Исходный текст:
Пришел «Новый мир» с публикацией писем Короленко Луначарскому. Мелкий, убористый шрифт, почти петит, не так-то легко теперь его мне читать... Но я помню тонкую, просвечивающую папиросную бумагу, машинопись — густую, через один интервал; у меня в распоряжении были день или два, поэтому «Письма» я прочитал наскоро, бегло, перепечатать и оставить у себя копию не хватило времени — осталось общее впечатление, память о «недозволенном», потаенном Короленко — и маленькое, крошечное, однако же — сомнение: может, подделка?..

Задания:
a) Представьте в виде таблицы Markdown с колонками «Номер» и «Запись» те записи, которые начинаются со строки, содержащей "forearm tattoo in the histology slide image provided.", и заканчиваются строкой, содержащей "[356,132,372,144]", включая обе. Пустые строки в таблицу не включайте.
b) Напишите продолжение текста о письмах Короленко Луначарскому.

Фрагмент набора данных
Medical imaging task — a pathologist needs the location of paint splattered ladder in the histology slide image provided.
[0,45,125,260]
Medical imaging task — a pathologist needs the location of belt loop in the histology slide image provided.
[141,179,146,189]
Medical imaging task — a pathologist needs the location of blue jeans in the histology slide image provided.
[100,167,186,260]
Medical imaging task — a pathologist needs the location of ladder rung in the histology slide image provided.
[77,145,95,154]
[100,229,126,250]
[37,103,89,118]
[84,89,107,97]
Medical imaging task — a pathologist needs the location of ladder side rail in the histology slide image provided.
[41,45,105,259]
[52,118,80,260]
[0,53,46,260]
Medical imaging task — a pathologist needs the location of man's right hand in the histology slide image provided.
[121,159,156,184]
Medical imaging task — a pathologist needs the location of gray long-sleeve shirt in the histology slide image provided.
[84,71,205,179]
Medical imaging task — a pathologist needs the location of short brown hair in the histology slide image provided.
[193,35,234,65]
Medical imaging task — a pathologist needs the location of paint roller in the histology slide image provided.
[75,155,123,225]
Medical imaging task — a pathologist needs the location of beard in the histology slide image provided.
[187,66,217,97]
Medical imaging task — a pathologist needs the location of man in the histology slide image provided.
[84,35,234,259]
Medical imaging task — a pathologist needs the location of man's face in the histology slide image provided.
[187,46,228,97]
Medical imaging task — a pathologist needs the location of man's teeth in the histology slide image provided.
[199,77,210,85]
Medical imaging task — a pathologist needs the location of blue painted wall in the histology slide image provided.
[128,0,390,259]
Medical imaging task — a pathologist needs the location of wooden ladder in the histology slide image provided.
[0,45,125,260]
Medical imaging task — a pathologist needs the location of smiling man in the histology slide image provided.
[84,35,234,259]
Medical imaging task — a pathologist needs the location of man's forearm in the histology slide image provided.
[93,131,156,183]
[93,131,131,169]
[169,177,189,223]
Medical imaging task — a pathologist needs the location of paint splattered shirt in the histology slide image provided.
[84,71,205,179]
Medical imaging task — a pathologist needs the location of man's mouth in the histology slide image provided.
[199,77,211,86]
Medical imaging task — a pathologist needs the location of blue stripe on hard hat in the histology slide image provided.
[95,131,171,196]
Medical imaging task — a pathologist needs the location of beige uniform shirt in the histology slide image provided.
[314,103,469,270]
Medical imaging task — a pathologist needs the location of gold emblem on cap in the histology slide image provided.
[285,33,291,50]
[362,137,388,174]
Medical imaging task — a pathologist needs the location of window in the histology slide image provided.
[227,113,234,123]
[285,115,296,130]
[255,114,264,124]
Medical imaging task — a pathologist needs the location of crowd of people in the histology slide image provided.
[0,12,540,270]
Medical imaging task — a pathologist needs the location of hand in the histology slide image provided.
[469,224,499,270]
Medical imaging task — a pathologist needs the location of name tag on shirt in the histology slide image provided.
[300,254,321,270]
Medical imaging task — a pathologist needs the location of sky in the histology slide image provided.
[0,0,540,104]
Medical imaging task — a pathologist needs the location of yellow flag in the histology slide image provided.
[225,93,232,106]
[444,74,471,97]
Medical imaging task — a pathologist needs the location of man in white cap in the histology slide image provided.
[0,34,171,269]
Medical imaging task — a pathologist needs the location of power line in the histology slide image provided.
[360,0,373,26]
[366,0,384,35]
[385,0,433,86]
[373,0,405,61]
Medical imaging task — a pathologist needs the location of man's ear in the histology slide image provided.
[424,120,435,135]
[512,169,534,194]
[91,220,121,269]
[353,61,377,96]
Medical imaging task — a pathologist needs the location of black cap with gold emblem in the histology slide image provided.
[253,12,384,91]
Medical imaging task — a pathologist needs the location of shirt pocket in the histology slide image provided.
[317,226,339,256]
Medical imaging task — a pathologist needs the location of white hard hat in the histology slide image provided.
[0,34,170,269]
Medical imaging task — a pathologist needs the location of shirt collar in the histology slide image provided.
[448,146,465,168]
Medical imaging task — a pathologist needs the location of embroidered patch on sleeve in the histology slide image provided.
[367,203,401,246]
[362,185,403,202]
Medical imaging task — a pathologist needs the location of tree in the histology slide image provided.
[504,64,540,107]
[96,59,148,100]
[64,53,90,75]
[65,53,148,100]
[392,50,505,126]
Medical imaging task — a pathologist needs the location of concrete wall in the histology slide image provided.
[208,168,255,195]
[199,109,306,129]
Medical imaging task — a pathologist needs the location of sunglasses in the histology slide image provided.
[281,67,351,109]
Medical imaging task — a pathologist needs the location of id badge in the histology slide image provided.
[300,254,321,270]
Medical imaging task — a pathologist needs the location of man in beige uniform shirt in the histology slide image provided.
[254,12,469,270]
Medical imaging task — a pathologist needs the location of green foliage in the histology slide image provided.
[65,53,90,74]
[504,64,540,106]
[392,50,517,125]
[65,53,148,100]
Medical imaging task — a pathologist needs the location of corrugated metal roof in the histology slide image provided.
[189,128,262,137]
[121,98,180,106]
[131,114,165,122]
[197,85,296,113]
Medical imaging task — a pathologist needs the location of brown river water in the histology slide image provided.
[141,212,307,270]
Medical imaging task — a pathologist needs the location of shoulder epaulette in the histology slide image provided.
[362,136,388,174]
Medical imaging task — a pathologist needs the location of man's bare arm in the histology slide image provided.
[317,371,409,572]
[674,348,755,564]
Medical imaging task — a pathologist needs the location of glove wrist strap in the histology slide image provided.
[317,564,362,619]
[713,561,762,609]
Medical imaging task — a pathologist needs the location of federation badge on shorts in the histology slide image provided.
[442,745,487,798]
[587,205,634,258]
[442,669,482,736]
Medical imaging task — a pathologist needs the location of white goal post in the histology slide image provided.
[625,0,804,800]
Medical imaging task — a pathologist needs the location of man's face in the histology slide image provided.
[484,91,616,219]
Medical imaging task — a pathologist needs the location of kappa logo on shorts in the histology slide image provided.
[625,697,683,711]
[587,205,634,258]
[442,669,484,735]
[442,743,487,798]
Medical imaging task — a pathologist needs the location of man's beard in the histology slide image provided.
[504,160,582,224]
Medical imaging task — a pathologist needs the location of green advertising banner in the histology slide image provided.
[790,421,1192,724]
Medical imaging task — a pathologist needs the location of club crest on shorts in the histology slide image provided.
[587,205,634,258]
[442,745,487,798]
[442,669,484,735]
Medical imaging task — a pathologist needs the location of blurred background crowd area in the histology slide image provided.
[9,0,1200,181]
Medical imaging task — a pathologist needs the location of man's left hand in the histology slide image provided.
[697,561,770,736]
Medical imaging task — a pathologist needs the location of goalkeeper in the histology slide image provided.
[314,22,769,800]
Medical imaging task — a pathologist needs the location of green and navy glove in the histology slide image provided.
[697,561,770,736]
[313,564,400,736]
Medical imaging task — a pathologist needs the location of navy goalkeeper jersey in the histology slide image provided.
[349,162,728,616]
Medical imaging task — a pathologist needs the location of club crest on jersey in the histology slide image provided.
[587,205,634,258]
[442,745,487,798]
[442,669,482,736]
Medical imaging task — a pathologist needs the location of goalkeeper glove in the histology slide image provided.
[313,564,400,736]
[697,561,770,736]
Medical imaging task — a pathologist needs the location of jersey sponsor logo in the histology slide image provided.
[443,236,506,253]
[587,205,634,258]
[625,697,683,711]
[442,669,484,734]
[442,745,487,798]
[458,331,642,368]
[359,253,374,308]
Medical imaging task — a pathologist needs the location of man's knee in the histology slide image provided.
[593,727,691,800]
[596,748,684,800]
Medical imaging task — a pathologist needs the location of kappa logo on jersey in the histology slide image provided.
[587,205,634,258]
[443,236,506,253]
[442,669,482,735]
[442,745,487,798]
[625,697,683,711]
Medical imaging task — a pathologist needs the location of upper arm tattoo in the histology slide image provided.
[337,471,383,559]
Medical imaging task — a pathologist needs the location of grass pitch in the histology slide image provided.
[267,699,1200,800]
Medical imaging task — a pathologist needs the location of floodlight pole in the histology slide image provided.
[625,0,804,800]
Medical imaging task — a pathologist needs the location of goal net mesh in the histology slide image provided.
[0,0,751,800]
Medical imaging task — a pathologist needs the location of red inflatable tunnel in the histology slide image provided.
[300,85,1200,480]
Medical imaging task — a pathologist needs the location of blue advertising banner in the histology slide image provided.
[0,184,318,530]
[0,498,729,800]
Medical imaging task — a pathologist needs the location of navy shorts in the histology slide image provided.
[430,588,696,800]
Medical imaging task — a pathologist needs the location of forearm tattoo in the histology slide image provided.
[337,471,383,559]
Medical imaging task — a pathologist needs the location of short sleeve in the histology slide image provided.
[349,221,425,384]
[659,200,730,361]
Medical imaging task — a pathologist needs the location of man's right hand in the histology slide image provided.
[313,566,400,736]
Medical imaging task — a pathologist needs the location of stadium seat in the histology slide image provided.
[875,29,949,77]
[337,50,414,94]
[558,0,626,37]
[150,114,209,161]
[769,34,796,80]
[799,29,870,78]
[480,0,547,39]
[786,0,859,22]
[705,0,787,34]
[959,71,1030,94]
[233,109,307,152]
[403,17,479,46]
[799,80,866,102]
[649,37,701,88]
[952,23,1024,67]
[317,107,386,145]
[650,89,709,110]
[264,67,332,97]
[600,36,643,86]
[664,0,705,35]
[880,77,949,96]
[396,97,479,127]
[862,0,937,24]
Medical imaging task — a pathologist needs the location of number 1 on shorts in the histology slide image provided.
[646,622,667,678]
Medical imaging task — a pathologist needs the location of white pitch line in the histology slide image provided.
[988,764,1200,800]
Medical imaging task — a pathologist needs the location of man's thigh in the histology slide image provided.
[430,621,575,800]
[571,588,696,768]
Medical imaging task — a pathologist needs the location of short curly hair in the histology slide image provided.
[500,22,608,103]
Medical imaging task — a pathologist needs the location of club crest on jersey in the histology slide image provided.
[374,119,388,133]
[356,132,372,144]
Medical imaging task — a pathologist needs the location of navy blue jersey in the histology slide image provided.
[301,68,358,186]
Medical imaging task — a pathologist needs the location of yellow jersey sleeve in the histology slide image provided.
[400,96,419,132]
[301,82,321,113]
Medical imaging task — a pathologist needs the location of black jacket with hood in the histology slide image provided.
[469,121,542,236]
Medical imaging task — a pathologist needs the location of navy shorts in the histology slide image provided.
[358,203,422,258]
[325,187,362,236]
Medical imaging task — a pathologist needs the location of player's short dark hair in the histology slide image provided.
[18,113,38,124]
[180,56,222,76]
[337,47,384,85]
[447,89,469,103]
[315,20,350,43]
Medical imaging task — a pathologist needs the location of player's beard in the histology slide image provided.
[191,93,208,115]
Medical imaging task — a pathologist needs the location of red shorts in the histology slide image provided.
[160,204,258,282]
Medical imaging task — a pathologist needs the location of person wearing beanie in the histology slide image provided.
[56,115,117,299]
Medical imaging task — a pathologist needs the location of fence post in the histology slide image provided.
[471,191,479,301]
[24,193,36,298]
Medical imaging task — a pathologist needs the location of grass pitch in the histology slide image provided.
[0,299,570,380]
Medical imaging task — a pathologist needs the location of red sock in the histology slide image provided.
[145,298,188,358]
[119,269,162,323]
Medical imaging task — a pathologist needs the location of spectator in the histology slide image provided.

Ответы:
a)
| Номер | Запись |
|---|---|
| 1 | Medical imaging task — a pathologist needs the location of forearm tattoo in the histology slide image provided. |
| 2 | [337,471,383,559] |
| 3 | Medical imaging task — a pathologist needs the location of short sleeve in the histology slide image provided. |
| 4 | [349,221,425,384] |
| 5 | [659,200,730,361] |
| 6 | Medical imaging task — a pathologist needs the location of man's right hand in the histology slide image provided. |
| 7 | [313,566,400,736] |
| 8 | Medical imaging task — a pathologist needs the location of stadium seat in the histology slide image provided. |
| 9 | [875,29,949,77] |
| 10 | [337,50,414,94] |
| 11 | [558,0,626,37] |
| 12 | [150,114,209,161] |
| 13 | [769,34,796,80] |
| 14 | [799,29,870,78] |
| 15 | [480,0,547,39] |
| 16 | [786,0,859,22] |
| 17 | [705,0,787,34] |
| 18 | [959,71,1030,94] |
| 19 | [233,109,307,152] |
| 20 | [403,17,479,46] |
| 21 | [799,80,866,102] |
| 22 | [649,37,701,88] |
| 23 | [952,23,1024,67] |
| 24 | [317,107,386,145] |
| 25 | [650,89,709,110] |
| 26 | [264,67,332,97] |
| 27 | [600,36,643,86] |
| 28 | [664,0,705,35] |
| 29 | [880,77,949,96] |
| 30 | [396,97,479,127] |
| 31 | [862,0,937,24] |
| 32 | Medical imaging task — a pathologist needs the location of number 1 on shorts in the histology slide image provided. |
| 33 | [646,622,667,678] |
| 34 | Medical imaging task — a pathologist needs the location of white pitch line in the histology slide image provided. |
| 35 | [988,764,1200,800] |
| 36 | Medical imaging task — a pathologist needs the location of man's thigh in the histology slide image provided. |
| 37 | [430,621,575,800] |
| 38 | [571,588,696,768] |
| 39 | Medical imaging task — a pathologist needs the location of short curly hair in the histology slide image provided. |
| 40 | [500,22,608,103] |
| 41 | Medical imaging task — a pathologist needs the location of club crest on jersey in the histology slide image provided. |
| 42 | [374,119,388,133] |
| 43 | [356,132,372,144] |

b)
Но через недолгое время после того — поездка в Полтаву, по гоголевским местам: Диканька, Великие Сорочинцы, Миргород, Васильевка... И посредине этого фантастического мира с лукаво подмигивающим Рудым Паньком — ласковая, женственная Полтава, с прозрачной, медленно текущей Ворсклой, с остовами полусожженных еще в войну домов, с памятником в честь победы Петра над шведами... А на тихой, зеленой улочке — дом-музей Короленко. Тенистый дворик, в комнатах — навощенный пол, уютная старая мебель, приветливые экскурсоводши с карими улыбчивыми глазами и быстрой-быстрой речью. Но когда после осмотра застекленных, расположенных вдоль стен витрин, рождаются вопросы, произносимые, видно, здесь не в первый раз, милые карие глаза тускнеют, в них проступает жестяный блеск. Да и зачем смущать этих славных, смугло-румяных (от смущения или веселого полтавского солнца?..) женщин расспросами о тех же письмах к Луначарскому или, скажем, о деле Бейлиса?..
И все же, уходя, тянет оглянуться, будто и впрямь позади, на ступеньке крыльца, озаренный розовым закатом, сидит, задумавшись глубоко, усталый, больной человек, с широкой, побитой проседью бородой, и только угольно-черные зрачки горят под нависающим лбом...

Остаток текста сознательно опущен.